**THE EXERCISE**:
How many lines of the records below contain the string "fence"? Count case-sensitively and reply with the number alone.

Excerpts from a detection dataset

◆ ◆ ◆ ◆ ◆

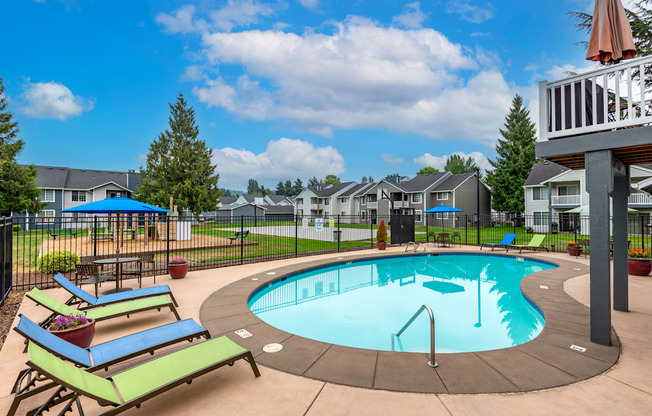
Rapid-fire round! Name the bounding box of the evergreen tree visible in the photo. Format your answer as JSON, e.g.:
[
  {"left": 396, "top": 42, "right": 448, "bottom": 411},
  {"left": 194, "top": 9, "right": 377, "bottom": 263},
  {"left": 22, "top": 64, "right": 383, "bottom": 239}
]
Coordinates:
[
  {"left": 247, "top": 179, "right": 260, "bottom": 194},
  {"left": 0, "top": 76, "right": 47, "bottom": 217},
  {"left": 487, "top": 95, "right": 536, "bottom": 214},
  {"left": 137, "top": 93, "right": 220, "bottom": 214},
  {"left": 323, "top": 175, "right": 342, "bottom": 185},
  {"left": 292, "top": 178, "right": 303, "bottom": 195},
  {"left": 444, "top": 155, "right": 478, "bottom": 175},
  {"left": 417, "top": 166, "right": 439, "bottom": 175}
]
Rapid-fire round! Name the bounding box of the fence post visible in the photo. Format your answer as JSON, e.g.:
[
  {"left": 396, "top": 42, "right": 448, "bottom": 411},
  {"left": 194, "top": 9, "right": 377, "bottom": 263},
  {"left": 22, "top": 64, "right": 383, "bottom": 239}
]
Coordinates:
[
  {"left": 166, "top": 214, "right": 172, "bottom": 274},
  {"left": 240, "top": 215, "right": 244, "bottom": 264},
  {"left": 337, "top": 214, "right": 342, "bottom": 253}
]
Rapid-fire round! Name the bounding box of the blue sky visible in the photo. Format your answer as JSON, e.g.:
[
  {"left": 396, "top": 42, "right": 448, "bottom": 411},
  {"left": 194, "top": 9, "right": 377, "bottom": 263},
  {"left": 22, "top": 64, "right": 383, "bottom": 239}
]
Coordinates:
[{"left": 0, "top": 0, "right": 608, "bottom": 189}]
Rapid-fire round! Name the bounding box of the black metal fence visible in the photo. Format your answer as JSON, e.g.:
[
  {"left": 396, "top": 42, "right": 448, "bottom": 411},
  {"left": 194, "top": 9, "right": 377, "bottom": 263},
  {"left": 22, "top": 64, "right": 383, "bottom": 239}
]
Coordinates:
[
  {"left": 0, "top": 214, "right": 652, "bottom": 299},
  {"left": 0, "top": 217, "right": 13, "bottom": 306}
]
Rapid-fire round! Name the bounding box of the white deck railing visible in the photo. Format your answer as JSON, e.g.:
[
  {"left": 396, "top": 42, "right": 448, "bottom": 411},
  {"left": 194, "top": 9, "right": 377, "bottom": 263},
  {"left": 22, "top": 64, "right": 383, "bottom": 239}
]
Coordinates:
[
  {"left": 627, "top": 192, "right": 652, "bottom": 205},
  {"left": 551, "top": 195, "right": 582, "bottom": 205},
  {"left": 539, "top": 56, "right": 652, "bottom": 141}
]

◆ ◆ ◆ ◆ ◆

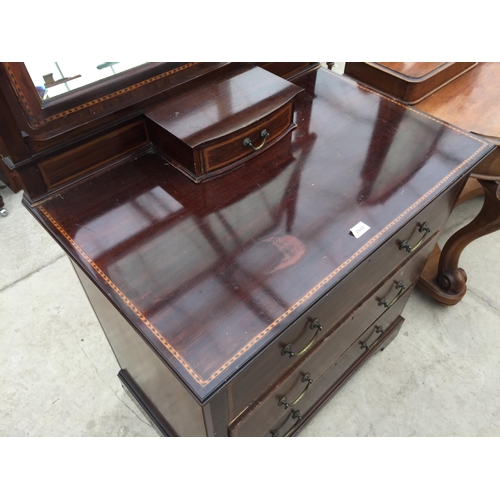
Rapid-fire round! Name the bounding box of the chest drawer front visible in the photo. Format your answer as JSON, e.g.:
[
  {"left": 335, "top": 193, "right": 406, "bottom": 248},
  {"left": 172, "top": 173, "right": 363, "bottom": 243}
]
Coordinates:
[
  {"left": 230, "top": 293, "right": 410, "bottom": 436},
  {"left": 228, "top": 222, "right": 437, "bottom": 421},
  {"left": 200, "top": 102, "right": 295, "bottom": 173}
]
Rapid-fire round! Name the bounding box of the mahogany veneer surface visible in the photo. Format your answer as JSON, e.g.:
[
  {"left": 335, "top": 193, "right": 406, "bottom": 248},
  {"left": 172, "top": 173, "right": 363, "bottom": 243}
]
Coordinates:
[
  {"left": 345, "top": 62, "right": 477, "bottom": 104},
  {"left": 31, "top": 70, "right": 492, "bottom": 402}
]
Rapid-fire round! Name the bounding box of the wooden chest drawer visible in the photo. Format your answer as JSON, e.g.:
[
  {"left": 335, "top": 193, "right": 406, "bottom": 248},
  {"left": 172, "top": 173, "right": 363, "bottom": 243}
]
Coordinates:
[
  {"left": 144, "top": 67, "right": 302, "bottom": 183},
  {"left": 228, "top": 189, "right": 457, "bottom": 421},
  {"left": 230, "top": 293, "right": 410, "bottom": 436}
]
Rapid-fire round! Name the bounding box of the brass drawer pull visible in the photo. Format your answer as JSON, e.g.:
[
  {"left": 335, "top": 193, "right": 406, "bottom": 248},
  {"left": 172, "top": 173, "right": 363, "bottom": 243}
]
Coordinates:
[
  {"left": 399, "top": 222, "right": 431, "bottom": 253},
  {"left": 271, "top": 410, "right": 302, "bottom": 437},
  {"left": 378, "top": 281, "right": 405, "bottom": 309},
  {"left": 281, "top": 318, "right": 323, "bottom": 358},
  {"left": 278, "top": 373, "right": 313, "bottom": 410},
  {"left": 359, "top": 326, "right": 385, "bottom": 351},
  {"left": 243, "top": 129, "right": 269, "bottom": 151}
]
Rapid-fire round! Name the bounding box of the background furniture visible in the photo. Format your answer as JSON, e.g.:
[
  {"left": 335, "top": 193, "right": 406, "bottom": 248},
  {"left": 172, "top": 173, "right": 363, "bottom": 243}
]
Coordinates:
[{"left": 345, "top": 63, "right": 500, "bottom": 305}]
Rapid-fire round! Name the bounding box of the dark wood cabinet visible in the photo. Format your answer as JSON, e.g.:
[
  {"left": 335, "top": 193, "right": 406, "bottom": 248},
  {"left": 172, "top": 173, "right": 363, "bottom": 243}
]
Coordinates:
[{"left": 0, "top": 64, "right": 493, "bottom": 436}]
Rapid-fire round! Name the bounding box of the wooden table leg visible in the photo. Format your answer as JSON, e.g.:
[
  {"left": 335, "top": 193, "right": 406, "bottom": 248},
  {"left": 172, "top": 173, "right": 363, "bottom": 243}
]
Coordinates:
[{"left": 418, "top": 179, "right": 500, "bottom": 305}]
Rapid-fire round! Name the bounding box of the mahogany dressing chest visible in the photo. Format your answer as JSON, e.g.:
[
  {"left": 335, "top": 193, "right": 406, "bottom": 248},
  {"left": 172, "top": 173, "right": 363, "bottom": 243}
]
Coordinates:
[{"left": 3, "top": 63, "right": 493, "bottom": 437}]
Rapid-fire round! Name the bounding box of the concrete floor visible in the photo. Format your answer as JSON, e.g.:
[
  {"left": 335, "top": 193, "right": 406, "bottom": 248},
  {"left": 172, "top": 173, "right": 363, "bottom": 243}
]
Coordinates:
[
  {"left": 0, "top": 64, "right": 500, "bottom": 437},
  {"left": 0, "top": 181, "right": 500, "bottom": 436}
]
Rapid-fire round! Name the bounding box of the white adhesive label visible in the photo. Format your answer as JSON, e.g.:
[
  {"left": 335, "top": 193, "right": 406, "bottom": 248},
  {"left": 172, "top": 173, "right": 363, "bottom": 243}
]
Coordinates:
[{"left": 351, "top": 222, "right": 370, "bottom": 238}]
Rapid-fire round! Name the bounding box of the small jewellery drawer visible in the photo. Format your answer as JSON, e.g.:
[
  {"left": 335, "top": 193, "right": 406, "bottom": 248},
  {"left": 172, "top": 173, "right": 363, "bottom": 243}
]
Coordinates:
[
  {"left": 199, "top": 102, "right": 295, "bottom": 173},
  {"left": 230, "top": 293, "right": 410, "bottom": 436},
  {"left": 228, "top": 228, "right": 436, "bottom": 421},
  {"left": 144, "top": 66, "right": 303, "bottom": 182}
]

◆ ◆ ◆ ◆ ◆

**CORRECT RESULT**:
2